Fanny Lye Deliver’d İnceleme (2019) Film Tanıtımı
2 min read
Tarantino filmlerindeki anlatıya hayran birisi gelip ‘’bana bir film öner, hem konvansiyonel sinema temposuna ve hem de arthouse biçimciliğine sahip olsun’’ dese hiç şüphesiz önerim Thomas Clay’in üçüncü uzun metraj filmi olan “Fanny’nin Yepyeni Hayatı” (Fanny Lye Deliver’d İnceleme) olurdu.
Pandemi gölgesinde geçen 2020’de arthouse film festivalleri de olağanüstü durumdan payını aldı ve film gösterimleri online platformlara taşındı. İKSV’nin çevrimiçi gösterim programında izlediğimiz ve festivalin en gözde filmlerinden biri olan Fanny Lye Deliver’d 17.yüzyıl İngiltere’sinde geçen, tansiyonu yüksek ve tabiri caizse ‘’bul karayı al parayı’’ seviyesinde ters köşe yapan anlatıya sahip. Aile saadetiyle çiftlikte yaşayan Lye ailesinin davetsiz misafirlerini Fanny’nin şefkati ile kabul etmesiyle başlayan anlatının temposu beklenmedik ihanet ile yükselir. Yükselen tempo film sonuna kadar izleyicileri dehşete düşürecek bir dizi olayla devam edecektir.

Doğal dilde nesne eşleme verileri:
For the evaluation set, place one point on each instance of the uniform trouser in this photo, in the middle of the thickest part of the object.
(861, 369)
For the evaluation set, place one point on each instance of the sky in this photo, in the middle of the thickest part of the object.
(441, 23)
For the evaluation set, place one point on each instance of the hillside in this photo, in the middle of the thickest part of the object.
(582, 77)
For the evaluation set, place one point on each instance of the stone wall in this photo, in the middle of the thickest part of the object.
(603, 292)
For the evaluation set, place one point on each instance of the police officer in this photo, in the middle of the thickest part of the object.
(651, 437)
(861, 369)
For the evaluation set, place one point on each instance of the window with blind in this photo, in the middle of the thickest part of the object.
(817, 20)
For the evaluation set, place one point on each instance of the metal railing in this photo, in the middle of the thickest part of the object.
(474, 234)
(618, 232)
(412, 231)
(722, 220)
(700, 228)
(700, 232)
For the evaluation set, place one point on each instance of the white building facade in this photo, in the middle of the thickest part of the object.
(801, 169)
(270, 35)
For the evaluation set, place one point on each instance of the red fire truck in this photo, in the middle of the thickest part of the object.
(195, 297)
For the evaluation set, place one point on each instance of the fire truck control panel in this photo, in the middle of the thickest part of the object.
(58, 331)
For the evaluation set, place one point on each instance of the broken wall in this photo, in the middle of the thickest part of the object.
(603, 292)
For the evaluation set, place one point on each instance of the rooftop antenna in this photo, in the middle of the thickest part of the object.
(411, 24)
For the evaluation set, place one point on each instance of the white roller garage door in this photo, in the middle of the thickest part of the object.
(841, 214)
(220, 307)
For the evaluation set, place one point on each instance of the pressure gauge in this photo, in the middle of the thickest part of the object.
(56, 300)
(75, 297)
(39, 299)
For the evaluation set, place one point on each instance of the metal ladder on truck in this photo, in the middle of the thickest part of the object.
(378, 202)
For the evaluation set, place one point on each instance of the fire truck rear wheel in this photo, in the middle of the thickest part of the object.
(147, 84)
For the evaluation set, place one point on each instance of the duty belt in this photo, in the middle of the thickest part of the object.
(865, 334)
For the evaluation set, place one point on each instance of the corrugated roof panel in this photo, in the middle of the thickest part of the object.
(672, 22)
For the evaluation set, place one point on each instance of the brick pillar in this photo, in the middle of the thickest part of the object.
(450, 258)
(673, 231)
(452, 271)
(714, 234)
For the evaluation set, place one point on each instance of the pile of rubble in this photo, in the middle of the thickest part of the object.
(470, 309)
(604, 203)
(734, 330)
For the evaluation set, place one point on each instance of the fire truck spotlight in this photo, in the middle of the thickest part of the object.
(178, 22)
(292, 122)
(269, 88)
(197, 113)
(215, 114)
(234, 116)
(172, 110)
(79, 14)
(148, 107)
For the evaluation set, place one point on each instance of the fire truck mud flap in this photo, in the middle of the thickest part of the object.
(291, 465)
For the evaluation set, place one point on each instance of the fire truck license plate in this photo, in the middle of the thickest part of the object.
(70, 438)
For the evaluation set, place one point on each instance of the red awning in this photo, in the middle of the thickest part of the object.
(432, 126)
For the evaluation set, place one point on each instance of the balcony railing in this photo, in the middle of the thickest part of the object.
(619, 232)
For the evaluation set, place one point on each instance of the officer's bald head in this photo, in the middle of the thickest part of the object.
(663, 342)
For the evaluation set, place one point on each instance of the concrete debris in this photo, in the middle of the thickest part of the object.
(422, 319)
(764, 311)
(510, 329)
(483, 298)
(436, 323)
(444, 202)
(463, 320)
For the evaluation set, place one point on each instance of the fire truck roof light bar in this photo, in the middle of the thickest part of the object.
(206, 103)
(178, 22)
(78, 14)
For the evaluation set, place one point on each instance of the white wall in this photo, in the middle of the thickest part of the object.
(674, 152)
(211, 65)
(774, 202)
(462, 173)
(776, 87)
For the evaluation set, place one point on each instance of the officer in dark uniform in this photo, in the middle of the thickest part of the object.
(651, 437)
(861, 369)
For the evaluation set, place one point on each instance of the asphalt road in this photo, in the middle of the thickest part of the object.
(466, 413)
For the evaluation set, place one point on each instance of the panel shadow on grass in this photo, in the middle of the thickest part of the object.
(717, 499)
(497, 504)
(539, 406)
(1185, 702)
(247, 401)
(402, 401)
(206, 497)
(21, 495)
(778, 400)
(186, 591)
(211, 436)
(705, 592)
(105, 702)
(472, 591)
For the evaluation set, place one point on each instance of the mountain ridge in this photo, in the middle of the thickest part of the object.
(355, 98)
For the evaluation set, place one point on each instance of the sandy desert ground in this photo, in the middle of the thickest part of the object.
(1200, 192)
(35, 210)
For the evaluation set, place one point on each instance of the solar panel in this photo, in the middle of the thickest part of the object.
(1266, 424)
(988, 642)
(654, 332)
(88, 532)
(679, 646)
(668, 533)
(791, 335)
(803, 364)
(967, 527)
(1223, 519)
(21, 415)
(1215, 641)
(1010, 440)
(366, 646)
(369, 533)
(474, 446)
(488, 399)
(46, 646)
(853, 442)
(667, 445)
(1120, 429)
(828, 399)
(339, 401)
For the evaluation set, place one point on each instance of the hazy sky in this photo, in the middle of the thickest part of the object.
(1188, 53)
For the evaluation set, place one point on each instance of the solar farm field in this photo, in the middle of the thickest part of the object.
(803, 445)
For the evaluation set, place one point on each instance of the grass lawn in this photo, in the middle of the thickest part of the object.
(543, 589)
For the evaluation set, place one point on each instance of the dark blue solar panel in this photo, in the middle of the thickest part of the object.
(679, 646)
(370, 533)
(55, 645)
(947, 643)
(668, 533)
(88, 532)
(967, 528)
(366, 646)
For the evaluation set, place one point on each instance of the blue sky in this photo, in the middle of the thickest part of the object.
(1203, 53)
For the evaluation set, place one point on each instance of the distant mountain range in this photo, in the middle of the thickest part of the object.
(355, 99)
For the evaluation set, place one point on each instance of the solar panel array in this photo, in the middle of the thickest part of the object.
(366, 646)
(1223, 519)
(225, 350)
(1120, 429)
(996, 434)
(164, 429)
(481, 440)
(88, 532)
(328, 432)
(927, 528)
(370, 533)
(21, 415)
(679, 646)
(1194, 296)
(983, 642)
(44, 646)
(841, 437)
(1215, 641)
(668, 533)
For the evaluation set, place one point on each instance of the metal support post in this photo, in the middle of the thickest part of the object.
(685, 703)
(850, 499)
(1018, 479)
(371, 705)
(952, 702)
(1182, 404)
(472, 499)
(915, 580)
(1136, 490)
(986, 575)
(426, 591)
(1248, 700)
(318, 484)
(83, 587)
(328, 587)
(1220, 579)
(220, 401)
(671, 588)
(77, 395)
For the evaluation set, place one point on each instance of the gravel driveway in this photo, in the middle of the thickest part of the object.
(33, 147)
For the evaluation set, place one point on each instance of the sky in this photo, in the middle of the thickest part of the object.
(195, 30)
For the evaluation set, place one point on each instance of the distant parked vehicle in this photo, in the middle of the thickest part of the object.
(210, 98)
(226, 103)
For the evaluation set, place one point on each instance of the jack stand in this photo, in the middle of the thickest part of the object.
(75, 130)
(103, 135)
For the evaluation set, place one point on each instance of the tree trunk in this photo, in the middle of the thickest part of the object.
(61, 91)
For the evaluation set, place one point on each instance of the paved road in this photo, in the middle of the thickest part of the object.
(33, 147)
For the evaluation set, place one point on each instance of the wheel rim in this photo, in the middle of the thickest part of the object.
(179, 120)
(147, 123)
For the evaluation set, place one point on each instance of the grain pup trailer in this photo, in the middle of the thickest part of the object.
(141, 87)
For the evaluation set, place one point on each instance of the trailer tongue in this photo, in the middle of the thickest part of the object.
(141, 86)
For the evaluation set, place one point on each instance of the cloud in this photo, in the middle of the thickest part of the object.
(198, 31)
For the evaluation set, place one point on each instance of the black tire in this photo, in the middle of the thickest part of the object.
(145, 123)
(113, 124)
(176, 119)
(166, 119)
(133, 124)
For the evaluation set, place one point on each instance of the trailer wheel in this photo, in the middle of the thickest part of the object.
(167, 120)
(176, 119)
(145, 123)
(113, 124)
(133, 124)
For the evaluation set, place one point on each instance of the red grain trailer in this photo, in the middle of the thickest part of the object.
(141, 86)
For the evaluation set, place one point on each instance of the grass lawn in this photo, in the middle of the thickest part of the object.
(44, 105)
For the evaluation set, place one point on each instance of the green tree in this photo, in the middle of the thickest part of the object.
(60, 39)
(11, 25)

### Çalışma Maddesi 1
Alıntı metnin "Fanny Lye Deliver’d İnceleme (2019)" sözcüklerini içeren yerden başlayıp "Deliver’d İnceleme) olurdu." sözcüklerinden sonra biten kısmını yeniden yaz; bunu yaparken "Tarantino" yerine "Kubrick" koy.
### Çalışma Maddesi 2
Alıntı metinde "Pandemi gölgesinde geçen 2020’de" diye başlayan paragrafı, ana bilgilerini koruyarak daha kısa biçimde yeniden yaz.
Bu materyalin alıntı metinle hiçbir ilgisi yoktur.

### Alıştırma Çıktısı 1
Fanny Lye Deliver’d İnceleme (2019) Film Tanıtımı
2 min read
Kubrick filmlerindeki anlatıya hayran birisi gelip ‘’bana bir film öner, hem konvansiyonel sinema temposuna ve hem de arthouse biçimciliğine sahip olsun’’ dese hiç şüphesiz önerim Thomas Clay’in üçüncü uzun metraj filmi olan “Fanny’nin Yepyeni Hayatı” (Fanny Lye Deliver’d İnceleme) olurdu.

### Alıştırma Çıktısı 2
2020'de pandemi nedeniyle arthouse film festivallerinin gösterimleri çevrimiçi platformlara taşındı. İKSV'nin çevrimiçi programında izlenen Fanny Lye Deliver'd, festivalin en gözde filmlerinden biridir. Film 17. yüzyıl İngiltere'sinde geçer; tansiyonu yüksek ve ters köşeli bir anlatısı vardır. Anlatı, çiftlikte yaşayan Lye ailesinin davetsiz misafirlerini Fanny'nin şefkatle kabul etmesiyle başlar. Beklenmedik bir ihanetle hızlanır ve film sonuna kadar izleyiciyi dehşete düşüren olaylarla sürer.